### Records of labeled points
________

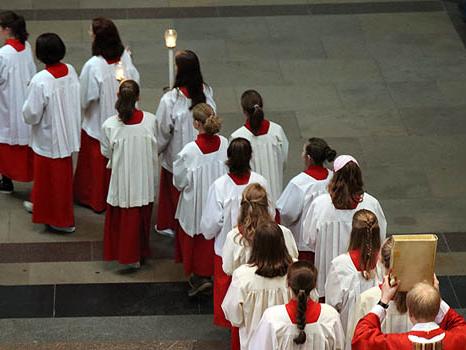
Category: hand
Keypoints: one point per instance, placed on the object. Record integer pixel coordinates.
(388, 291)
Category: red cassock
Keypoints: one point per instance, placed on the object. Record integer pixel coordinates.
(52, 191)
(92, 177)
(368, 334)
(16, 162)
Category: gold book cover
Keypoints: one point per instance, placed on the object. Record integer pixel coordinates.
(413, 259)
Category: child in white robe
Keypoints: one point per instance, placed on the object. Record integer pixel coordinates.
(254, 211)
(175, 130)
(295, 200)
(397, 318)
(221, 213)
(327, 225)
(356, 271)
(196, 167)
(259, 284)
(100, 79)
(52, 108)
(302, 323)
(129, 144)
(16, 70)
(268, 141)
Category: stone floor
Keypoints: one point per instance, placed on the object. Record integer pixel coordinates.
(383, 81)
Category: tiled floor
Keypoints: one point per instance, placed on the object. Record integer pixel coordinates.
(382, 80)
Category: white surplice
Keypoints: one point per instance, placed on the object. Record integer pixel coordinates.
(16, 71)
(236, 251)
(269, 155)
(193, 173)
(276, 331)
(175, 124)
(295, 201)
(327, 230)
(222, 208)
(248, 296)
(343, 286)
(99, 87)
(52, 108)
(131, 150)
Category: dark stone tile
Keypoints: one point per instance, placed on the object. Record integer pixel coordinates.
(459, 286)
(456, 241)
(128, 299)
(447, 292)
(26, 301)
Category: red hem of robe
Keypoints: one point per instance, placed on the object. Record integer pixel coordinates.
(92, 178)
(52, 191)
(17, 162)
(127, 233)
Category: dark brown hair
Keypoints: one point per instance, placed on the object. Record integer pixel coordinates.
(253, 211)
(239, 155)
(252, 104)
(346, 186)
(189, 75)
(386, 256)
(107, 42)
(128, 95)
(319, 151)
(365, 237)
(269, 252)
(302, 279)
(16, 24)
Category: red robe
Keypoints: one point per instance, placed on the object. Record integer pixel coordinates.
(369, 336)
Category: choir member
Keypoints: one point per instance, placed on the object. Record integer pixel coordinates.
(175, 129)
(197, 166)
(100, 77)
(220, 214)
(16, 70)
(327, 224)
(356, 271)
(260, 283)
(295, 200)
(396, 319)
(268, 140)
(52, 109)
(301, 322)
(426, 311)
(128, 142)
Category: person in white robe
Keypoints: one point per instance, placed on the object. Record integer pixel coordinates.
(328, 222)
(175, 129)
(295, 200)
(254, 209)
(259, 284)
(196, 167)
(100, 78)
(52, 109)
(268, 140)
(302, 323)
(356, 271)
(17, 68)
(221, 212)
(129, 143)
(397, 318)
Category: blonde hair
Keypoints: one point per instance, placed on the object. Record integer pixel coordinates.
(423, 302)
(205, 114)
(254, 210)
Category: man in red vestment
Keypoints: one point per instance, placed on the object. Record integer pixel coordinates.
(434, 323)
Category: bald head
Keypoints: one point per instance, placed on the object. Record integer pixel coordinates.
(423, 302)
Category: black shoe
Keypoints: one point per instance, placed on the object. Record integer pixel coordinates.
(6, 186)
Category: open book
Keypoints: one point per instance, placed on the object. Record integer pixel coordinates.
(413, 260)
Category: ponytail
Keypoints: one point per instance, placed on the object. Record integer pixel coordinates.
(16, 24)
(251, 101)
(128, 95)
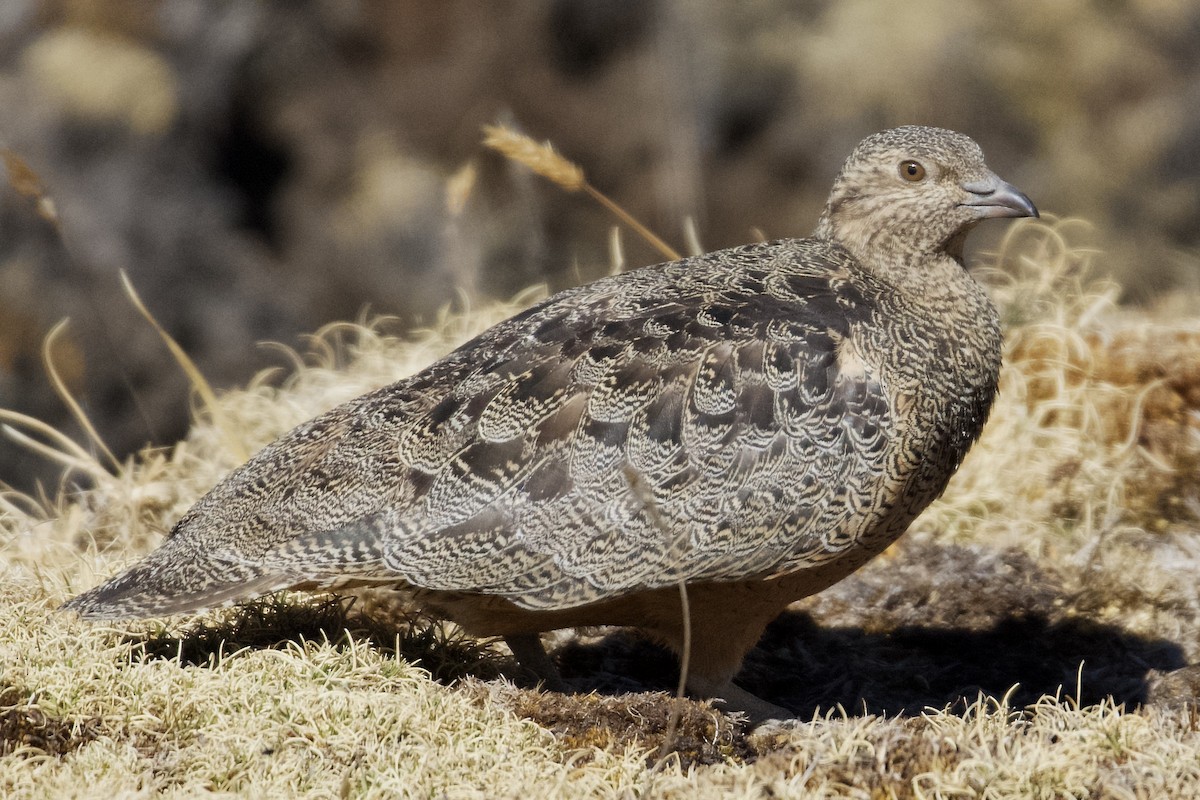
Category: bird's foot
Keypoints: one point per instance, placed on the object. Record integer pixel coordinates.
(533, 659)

________

### Task directions
Restate each of the entries above word for word and skip every image.

### Solution
Category: hand
Keypoints: one point per instance, placed on the object. Record integer pixel coordinates.
(388, 291)
Category: red cassock
Keypoints: one point per instance, placed on the object. Record integer pixel coordinates.
(52, 191)
(92, 177)
(368, 334)
(16, 162)
Category: gold book cover
Keypoints: one point per instance, placed on the object. Record integer pixel coordinates.
(413, 259)
Category: child in white robe
Keypoints: one point per instance, placed on the object. Record integer pixel coordinates.
(254, 211)
(175, 130)
(295, 200)
(397, 318)
(221, 213)
(327, 225)
(356, 271)
(196, 167)
(259, 284)
(100, 79)
(52, 108)
(302, 323)
(129, 144)
(16, 70)
(268, 141)
Category: stone floor
Keypoints: one point per instance, placed on the object. Record integer pixel coordinates.
(383, 81)
Category: tiled floor
Keypoints: one point per instance, placed on the object. Record integer pixel coordinates.
(382, 80)
Category: white surplice
Keypoints: one point per instance, placed on the object. Record integer pixel coordinates.
(16, 71)
(236, 251)
(269, 155)
(193, 173)
(276, 331)
(175, 124)
(295, 201)
(327, 230)
(222, 208)
(248, 296)
(343, 286)
(99, 87)
(52, 108)
(131, 150)
Category: dark stone tile
Keypoints: one point per instance, placed on the object. Record integer pixel coordinates.
(459, 286)
(456, 241)
(128, 299)
(447, 292)
(26, 301)
Category: red hem of robe
Keypoints: one point per instance, placed on the object. Record integer pixel coordinates.
(92, 178)
(52, 191)
(17, 162)
(127, 233)
Category: dark brown hair
Keypoints: one point per instance, placed on the object. Record integer pixel coordinates.
(253, 211)
(239, 155)
(252, 104)
(346, 186)
(189, 75)
(386, 256)
(107, 42)
(128, 95)
(319, 151)
(365, 237)
(269, 252)
(302, 279)
(16, 24)
Category: red robe
Keypoints: one point per instance, placed on the object. Record integer pixel coordinates.
(369, 336)
Category: choir member
Keypoints: one point per instance, placed on the object. Record integer pixel coordinates.
(175, 129)
(197, 166)
(100, 77)
(220, 214)
(16, 70)
(327, 224)
(356, 271)
(260, 283)
(295, 200)
(396, 319)
(268, 140)
(52, 109)
(301, 322)
(426, 311)
(128, 142)
Category: person in white robe
Keypoints: one point per instance, placed on the object. Record integer pixel coordinates.
(328, 222)
(175, 129)
(295, 200)
(254, 209)
(259, 284)
(196, 167)
(100, 78)
(52, 109)
(268, 140)
(302, 323)
(356, 271)
(17, 68)
(221, 212)
(129, 143)
(397, 318)
Category: blonde hair
Keypoints: one point per instance, placed on the object. Record integer pixel coordinates.
(423, 302)
(205, 114)
(254, 210)
Category: man in red vestment
Keypoints: one point per instance, placed on the object. Record integer pixel coordinates.
(434, 323)
Category: bald head
Keypoints: one point per instance, placed on the object. Record integer pixel coordinates.
(423, 302)
Category: black shoe
Keypoints: one point per instance, placed on the object. Record integer pixel coordinates.
(6, 186)
Category: open book
Keypoints: one point per instance, placed on the object. Record integer pixel coordinates.
(413, 260)
Category: ponytail
Keypoints: one point per instance, placed on the object. Record integer pixel coordinates.
(16, 24)
(251, 101)
(128, 95)
Category: bird's foot
Keypoints: one point per instance, placed on the object. Record integer pixel coordinates.
(533, 659)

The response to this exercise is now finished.